DATA TO EXAMINE section start

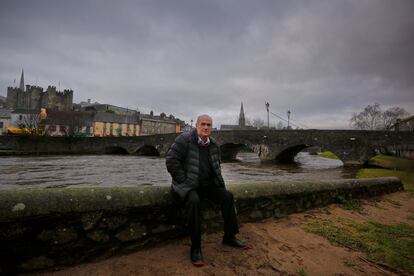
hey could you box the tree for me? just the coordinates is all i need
[350,103,410,130]
[251,117,265,129]
[17,113,44,135]
[382,107,410,129]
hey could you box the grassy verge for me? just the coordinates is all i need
[335,196,363,212]
[318,151,339,160]
[357,168,414,192]
[304,218,414,274]
[368,154,414,170]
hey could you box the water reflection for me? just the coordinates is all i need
[0,152,358,189]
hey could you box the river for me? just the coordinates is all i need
[0,152,358,189]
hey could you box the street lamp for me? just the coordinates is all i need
[265,102,269,128]
[190,119,193,128]
[287,110,291,129]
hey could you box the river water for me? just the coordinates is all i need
[0,152,358,189]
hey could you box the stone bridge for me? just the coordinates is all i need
[0,130,413,165]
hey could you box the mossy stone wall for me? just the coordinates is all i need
[0,177,403,274]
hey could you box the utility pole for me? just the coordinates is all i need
[287,110,291,129]
[265,102,269,128]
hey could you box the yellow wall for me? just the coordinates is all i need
[112,123,119,136]
[94,122,104,137]
[93,122,141,137]
[135,124,140,136]
[121,124,127,136]
[105,122,111,136]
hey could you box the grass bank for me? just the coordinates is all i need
[368,154,414,170]
[318,151,339,160]
[304,218,414,274]
[357,168,414,192]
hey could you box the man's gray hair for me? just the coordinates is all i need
[196,114,213,125]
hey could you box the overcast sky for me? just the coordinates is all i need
[1,0,413,129]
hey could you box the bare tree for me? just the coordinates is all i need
[64,114,89,137]
[22,114,39,129]
[382,107,410,129]
[350,103,410,130]
[350,103,383,130]
[251,117,265,129]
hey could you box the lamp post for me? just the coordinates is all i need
[190,119,193,128]
[287,110,291,129]
[265,102,269,128]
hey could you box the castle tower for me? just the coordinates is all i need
[19,69,24,91]
[238,101,245,128]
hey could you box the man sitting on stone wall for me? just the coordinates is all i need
[166,114,248,267]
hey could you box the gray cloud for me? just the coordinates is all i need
[1,0,413,129]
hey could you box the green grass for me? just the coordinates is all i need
[296,268,308,276]
[304,218,414,274]
[369,154,414,170]
[318,151,339,160]
[335,196,363,212]
[357,168,414,192]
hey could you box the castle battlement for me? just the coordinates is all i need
[7,84,73,111]
[46,86,73,96]
[6,71,73,111]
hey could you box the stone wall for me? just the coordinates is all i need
[0,177,403,274]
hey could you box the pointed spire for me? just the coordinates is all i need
[239,101,246,128]
[19,69,24,91]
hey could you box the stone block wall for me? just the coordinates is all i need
[0,177,403,274]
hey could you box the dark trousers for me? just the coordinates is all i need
[183,186,239,248]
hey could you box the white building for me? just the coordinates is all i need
[0,109,11,135]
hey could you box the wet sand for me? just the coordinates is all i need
[36,192,414,276]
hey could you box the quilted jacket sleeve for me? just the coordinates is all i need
[165,134,188,184]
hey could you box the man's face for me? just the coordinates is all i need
[196,117,212,139]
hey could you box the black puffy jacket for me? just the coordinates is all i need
[165,129,225,199]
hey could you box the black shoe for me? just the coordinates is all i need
[190,247,205,267]
[222,236,249,249]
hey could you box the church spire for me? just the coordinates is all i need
[238,101,245,128]
[19,69,24,91]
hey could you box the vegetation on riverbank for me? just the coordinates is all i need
[368,154,414,170]
[357,168,414,192]
[309,154,414,273]
[318,151,339,160]
[305,218,414,274]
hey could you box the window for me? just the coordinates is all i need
[19,115,23,120]
[0,122,3,128]
[60,126,66,132]
[49,125,56,131]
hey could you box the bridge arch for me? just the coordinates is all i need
[104,146,129,155]
[135,145,160,156]
[220,143,262,162]
[275,144,310,163]
[274,144,349,166]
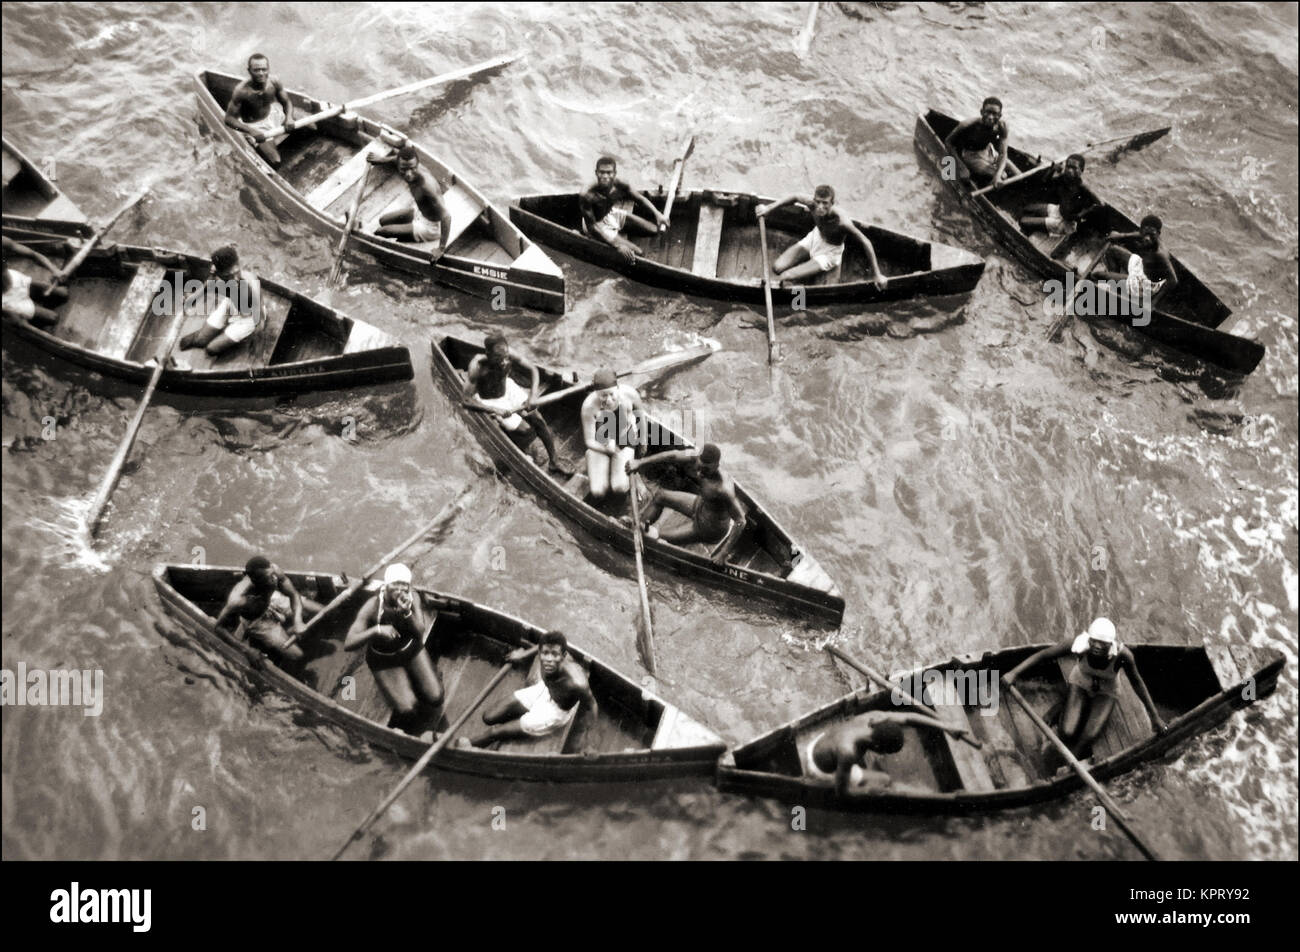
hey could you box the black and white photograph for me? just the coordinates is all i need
[1,0,1295,892]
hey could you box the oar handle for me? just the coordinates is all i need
[331,646,536,860]
[971,162,1050,197]
[757,217,779,364]
[52,184,151,285]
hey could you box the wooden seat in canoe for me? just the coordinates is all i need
[1055,657,1153,761]
[94,263,167,359]
[691,203,726,279]
[926,695,996,792]
[305,139,389,213]
[342,320,391,354]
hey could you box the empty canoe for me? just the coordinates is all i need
[2,135,86,225]
[153,563,726,782]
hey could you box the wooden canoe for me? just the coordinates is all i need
[2,220,412,396]
[2,136,86,226]
[153,564,726,781]
[431,335,845,624]
[510,189,985,307]
[717,642,1284,811]
[194,70,566,314]
[914,109,1265,375]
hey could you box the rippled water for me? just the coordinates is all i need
[2,1,1295,860]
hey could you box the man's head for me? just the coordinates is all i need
[383,563,413,611]
[538,630,568,675]
[812,184,836,216]
[398,145,420,181]
[1086,616,1117,656]
[595,156,617,187]
[211,245,239,280]
[698,442,722,476]
[244,554,274,587]
[1139,214,1162,238]
[591,368,619,408]
[247,54,269,85]
[981,96,1003,125]
[1063,154,1085,180]
[484,334,509,365]
[871,721,906,754]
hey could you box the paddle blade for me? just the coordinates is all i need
[1098,127,1171,162]
[635,608,657,676]
[621,339,721,378]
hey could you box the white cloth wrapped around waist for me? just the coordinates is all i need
[514,679,577,736]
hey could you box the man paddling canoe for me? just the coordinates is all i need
[1018,153,1103,240]
[943,96,1011,188]
[224,53,296,168]
[579,156,668,264]
[458,630,596,748]
[808,711,975,797]
[581,368,646,501]
[2,236,68,328]
[1095,214,1178,308]
[462,334,569,474]
[755,186,887,289]
[1002,617,1168,758]
[366,144,451,257]
[178,245,265,357]
[627,443,746,561]
[213,555,323,663]
[344,563,444,727]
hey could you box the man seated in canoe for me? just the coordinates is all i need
[1017,154,1103,239]
[213,555,324,663]
[808,710,976,797]
[462,334,570,474]
[579,156,668,264]
[580,368,646,502]
[1,236,68,328]
[366,144,451,257]
[627,443,746,562]
[458,630,597,749]
[225,53,296,168]
[943,96,1011,188]
[178,245,264,356]
[1094,214,1179,309]
[754,186,887,289]
[343,563,444,728]
[1002,617,1168,759]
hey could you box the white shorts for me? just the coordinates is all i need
[478,376,530,431]
[411,213,442,244]
[246,103,287,146]
[3,269,35,319]
[204,296,258,343]
[593,202,632,242]
[1043,204,1072,236]
[796,228,845,272]
[805,731,864,785]
[514,680,576,736]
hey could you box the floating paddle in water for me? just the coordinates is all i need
[627,473,657,676]
[972,126,1171,196]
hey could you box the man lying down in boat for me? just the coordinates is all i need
[213,555,324,664]
[462,334,571,475]
[2,236,68,328]
[579,156,668,264]
[755,185,887,290]
[457,630,597,749]
[1002,617,1168,760]
[809,711,977,797]
[626,443,746,563]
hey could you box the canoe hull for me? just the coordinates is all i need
[2,136,86,225]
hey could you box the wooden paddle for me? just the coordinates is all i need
[1002,681,1160,860]
[1046,242,1110,342]
[795,2,820,55]
[659,134,695,233]
[971,126,1172,196]
[330,646,536,861]
[282,484,476,649]
[757,217,779,364]
[51,184,152,286]
[322,162,378,297]
[826,645,982,750]
[253,51,522,143]
[627,473,657,676]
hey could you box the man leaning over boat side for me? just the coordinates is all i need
[754,185,887,290]
[1,236,68,328]
[579,156,668,264]
[367,144,451,259]
[213,555,324,664]
[458,630,597,749]
[343,563,444,730]
[1002,617,1168,760]
[580,368,646,502]
[462,334,571,475]
[808,711,976,798]
[225,53,296,168]
[178,245,264,357]
[627,442,747,563]
[943,96,1011,188]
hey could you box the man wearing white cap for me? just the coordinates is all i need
[1003,616,1167,757]
[580,368,646,501]
[344,563,443,728]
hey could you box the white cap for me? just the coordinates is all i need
[1087,617,1117,644]
[384,563,412,585]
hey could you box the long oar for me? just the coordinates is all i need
[283,484,475,649]
[254,51,522,143]
[627,474,657,676]
[826,645,982,750]
[1002,681,1160,860]
[757,217,779,364]
[83,301,188,539]
[331,646,535,861]
[51,184,152,286]
[322,162,379,298]
[795,2,820,55]
[972,126,1171,196]
[659,134,695,233]
[1046,241,1110,342]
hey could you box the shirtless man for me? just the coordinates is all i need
[580,368,646,501]
[579,156,668,264]
[755,186,887,289]
[343,563,443,726]
[808,710,976,798]
[627,443,746,561]
[459,630,597,748]
[1018,154,1103,239]
[2,236,68,328]
[1002,617,1167,758]
[224,53,296,168]
[213,555,323,663]
[462,334,569,474]
[178,245,264,356]
[1095,214,1179,309]
[944,96,1011,188]
[367,145,451,257]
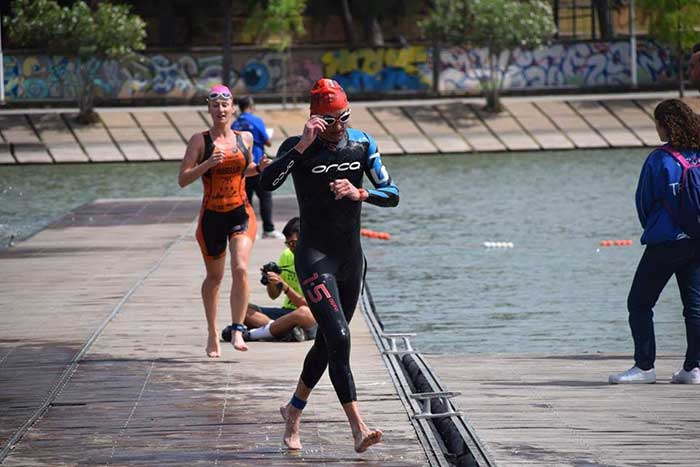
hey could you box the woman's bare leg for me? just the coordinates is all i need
[228,234,253,351]
[202,255,226,357]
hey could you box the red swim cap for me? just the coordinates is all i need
[309,78,348,114]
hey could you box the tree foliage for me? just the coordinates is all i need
[244,0,307,105]
[470,0,556,55]
[639,0,700,52]
[638,0,700,96]
[5,0,146,121]
[6,0,146,61]
[419,0,472,45]
[421,0,556,111]
[244,0,307,53]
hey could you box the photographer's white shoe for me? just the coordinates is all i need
[671,367,700,384]
[608,366,656,384]
[262,230,285,240]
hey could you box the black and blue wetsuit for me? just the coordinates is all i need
[260,128,399,404]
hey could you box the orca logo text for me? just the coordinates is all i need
[311,161,361,174]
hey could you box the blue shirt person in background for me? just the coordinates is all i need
[232,96,284,239]
[609,99,700,385]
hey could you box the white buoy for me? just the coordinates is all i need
[483,241,514,249]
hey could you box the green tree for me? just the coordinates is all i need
[244,0,307,105]
[5,0,146,123]
[422,0,556,112]
[638,0,700,97]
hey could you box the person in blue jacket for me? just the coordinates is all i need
[232,96,284,239]
[609,99,700,385]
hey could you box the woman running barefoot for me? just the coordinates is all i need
[178,84,270,357]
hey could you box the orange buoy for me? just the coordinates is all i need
[361,229,391,240]
[600,239,633,247]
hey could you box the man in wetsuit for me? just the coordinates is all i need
[260,78,399,453]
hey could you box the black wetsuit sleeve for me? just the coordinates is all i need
[260,136,302,191]
[363,133,399,207]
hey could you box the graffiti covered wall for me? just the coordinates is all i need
[440,40,676,91]
[2,51,324,101]
[2,39,677,103]
[321,46,431,92]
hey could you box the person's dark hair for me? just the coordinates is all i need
[693,42,700,54]
[654,99,700,150]
[237,96,253,113]
[282,217,300,238]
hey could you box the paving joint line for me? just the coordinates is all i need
[0,217,197,463]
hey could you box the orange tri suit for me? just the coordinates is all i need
[196,131,257,260]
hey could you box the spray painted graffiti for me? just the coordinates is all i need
[2,55,117,99]
[3,51,321,101]
[439,39,675,91]
[321,46,431,92]
[2,40,678,102]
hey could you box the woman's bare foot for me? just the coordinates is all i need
[232,330,248,352]
[206,332,220,357]
[280,404,302,450]
[353,426,383,453]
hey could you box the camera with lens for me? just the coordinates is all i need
[260,261,282,285]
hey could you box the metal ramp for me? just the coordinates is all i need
[361,282,497,467]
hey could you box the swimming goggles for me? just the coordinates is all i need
[209,91,232,100]
[321,109,351,126]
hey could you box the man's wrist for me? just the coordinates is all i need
[282,284,289,293]
[255,163,262,174]
[358,188,369,201]
[293,142,309,154]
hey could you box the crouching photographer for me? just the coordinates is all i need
[222,217,317,342]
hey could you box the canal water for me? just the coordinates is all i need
[0,148,687,355]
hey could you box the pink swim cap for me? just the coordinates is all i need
[208,84,233,100]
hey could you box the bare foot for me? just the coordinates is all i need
[232,331,248,352]
[354,427,383,453]
[280,404,302,450]
[206,333,220,358]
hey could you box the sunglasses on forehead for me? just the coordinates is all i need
[209,91,232,100]
[321,109,351,126]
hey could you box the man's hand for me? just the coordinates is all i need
[294,115,327,153]
[330,179,365,201]
[265,271,284,288]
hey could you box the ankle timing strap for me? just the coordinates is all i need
[290,394,307,410]
[230,323,246,333]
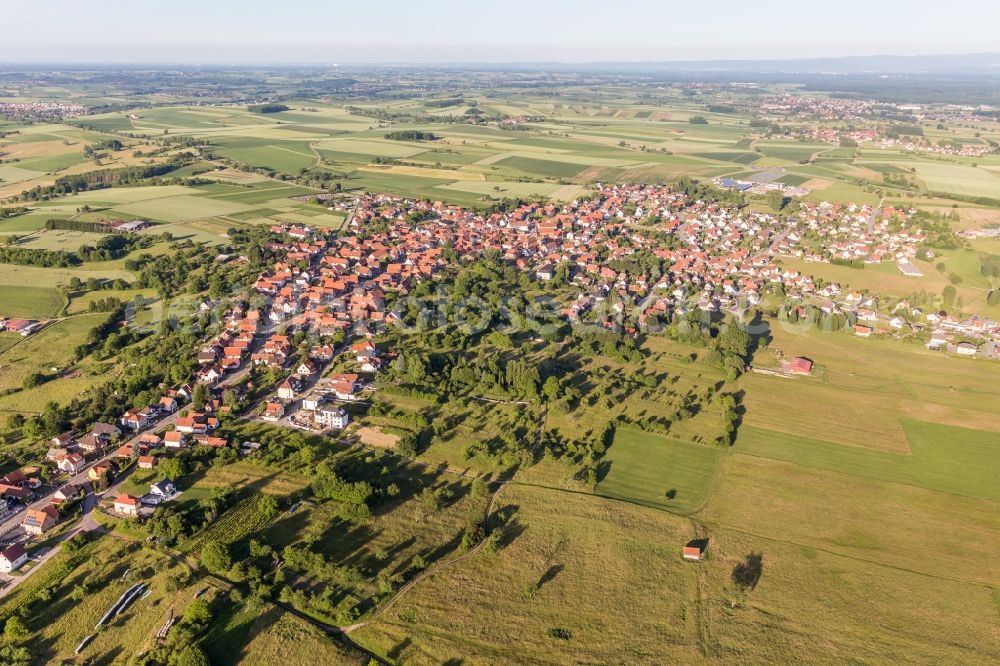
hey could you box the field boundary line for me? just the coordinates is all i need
[731,450,1000,504]
[703,521,999,592]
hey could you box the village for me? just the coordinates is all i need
[1,180,998,587]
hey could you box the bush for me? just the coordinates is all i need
[200,541,232,575]
[22,372,47,390]
[182,599,212,626]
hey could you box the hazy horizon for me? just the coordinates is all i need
[5,0,1000,65]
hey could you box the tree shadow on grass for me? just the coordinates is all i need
[535,563,564,592]
[732,551,764,591]
[387,637,412,662]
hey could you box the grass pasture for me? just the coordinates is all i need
[739,373,912,452]
[912,162,1000,198]
[0,313,106,416]
[206,606,365,666]
[704,453,1000,587]
[4,536,215,664]
[17,228,109,251]
[735,420,1000,500]
[351,482,704,665]
[595,427,722,513]
[699,525,1000,665]
[0,284,65,318]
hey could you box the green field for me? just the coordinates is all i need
[595,428,723,513]
[0,284,64,318]
[115,193,256,222]
[17,228,108,251]
[3,85,1000,666]
[735,420,1000,500]
[912,162,1000,198]
[495,155,586,178]
[351,482,706,665]
[0,313,106,414]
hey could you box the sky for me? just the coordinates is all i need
[3,0,1000,64]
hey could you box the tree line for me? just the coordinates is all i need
[247,103,289,114]
[384,130,438,141]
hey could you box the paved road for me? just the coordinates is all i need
[0,486,106,601]
[0,318,281,542]
[0,427,162,541]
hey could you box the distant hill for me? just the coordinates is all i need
[487,53,1000,76]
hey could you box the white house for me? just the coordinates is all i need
[163,431,186,449]
[57,453,86,475]
[113,494,140,517]
[276,379,297,401]
[955,342,978,356]
[150,479,176,498]
[0,544,28,573]
[315,405,349,430]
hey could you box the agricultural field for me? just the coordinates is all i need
[0,284,65,318]
[0,314,104,393]
[5,89,995,214]
[350,482,706,665]
[2,79,1000,666]
[911,162,1000,198]
[594,427,722,513]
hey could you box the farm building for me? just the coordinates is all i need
[683,539,707,561]
[782,357,813,375]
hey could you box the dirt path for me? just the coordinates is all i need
[308,142,322,170]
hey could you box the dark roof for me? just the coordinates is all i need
[1,543,25,561]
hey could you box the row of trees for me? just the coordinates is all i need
[7,155,192,202]
[384,130,438,141]
[0,234,156,267]
[247,103,289,114]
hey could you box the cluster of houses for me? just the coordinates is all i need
[757,95,893,122]
[112,478,177,518]
[0,429,119,563]
[877,138,996,157]
[240,187,1000,366]
[195,305,264,382]
[0,101,87,118]
[786,287,999,357]
[46,422,123,473]
[772,202,922,266]
[120,392,186,432]
[264,371,359,431]
[806,127,879,144]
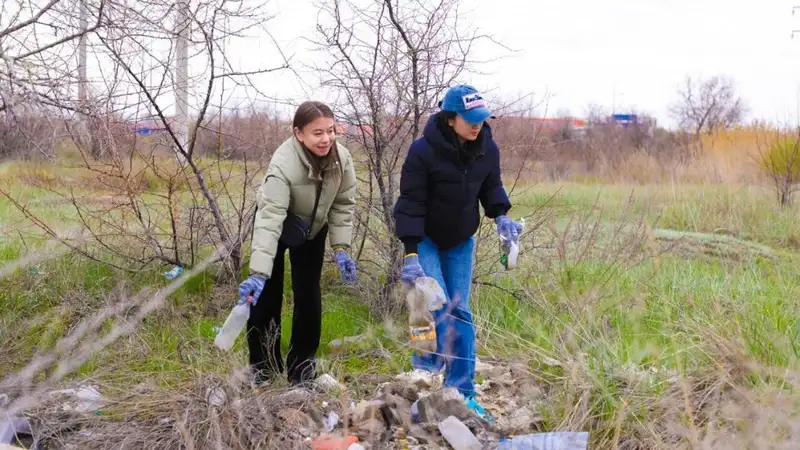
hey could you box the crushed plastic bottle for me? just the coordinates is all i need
[214,301,250,351]
[496,431,589,450]
[406,277,446,354]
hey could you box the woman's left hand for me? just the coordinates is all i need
[334,249,357,285]
[495,215,524,243]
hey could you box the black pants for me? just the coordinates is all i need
[247,225,327,385]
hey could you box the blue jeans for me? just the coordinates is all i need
[412,236,476,397]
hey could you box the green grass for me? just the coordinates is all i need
[2,160,800,447]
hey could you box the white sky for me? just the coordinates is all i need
[83,0,799,130]
[234,0,800,129]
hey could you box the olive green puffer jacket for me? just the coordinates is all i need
[249,136,357,278]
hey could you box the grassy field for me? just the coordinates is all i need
[1,157,799,448]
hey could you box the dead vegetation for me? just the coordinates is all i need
[10,344,799,450]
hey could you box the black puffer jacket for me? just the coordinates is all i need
[393,112,512,254]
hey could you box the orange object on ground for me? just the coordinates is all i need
[311,434,359,450]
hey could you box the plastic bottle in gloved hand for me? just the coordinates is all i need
[214,301,250,351]
[215,274,265,351]
[406,277,446,354]
[498,216,524,270]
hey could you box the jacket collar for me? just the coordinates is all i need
[290,136,339,181]
[422,113,491,160]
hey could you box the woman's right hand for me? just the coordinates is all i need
[401,254,425,285]
[238,274,266,305]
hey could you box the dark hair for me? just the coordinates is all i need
[292,101,342,179]
[293,100,335,130]
[439,111,458,122]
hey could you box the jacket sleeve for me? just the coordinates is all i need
[393,143,427,254]
[249,162,290,278]
[328,151,357,250]
[479,140,512,218]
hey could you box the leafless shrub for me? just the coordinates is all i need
[755,126,800,208]
[0,111,60,160]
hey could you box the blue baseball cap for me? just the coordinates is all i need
[440,85,494,125]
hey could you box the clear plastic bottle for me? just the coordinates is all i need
[497,432,589,449]
[406,277,446,354]
[214,302,250,351]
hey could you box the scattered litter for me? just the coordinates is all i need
[315,374,343,391]
[410,387,467,424]
[28,359,559,448]
[439,415,482,450]
[395,369,442,392]
[0,416,31,446]
[324,411,339,432]
[497,431,589,449]
[311,434,359,450]
[163,265,184,280]
[205,386,226,407]
[328,334,365,351]
[48,384,105,413]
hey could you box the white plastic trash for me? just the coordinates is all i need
[496,431,589,450]
[214,302,250,351]
[507,241,519,268]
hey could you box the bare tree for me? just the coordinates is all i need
[0,0,291,279]
[669,75,747,141]
[308,0,507,315]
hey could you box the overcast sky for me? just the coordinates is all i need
[201,0,800,129]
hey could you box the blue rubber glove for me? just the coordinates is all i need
[334,249,357,285]
[495,215,523,244]
[238,274,266,306]
[401,254,425,285]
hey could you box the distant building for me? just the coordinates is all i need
[609,113,657,136]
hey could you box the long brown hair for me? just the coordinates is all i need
[293,101,343,180]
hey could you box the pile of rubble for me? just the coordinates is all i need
[304,358,586,449]
[1,358,588,449]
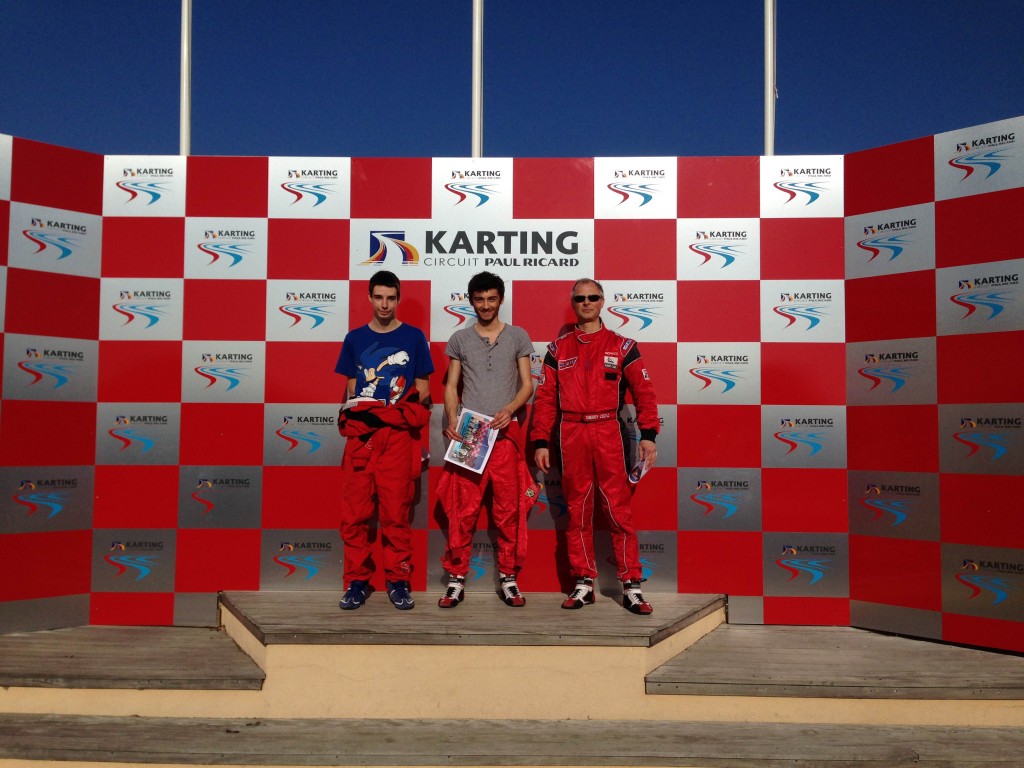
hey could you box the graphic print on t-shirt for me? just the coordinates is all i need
[356,341,413,404]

DATA TO EXAMINE section end

Nothing but the lines from the one holding "hey could you box the white plastic" through the final line of the entries should be retyped, exactly as they stand and without pictures.

hey could you box the white plastic trash for me? just the coordinates is all i need
[496,431,589,450]
[214,302,250,351]
[507,241,519,268]
hey could you box the bare tree for me? just the coordinates is all i need
[0,0,291,279]
[669,75,747,141]
[308,0,507,315]
hey could you box the overcast sky for me? just the coordinates is all i need
[201,0,800,129]
hey could you box the blue rubber glove for me? just the coordinates is all i need
[334,249,357,285]
[495,215,523,244]
[238,274,266,306]
[401,254,425,285]
hey could you box the distant building for me? just the coordinates is all i need
[609,113,657,136]
hey could you box the long brown hair for me? just the coordinates is all i need
[293,101,343,180]
hey could you box the pile of rubble for me? just the coordinates is all i need
[304,358,586,449]
[1,358,588,449]
hey could you box the graphic print on t-shirt for me? just the coordinates is all i need
[356,341,413,404]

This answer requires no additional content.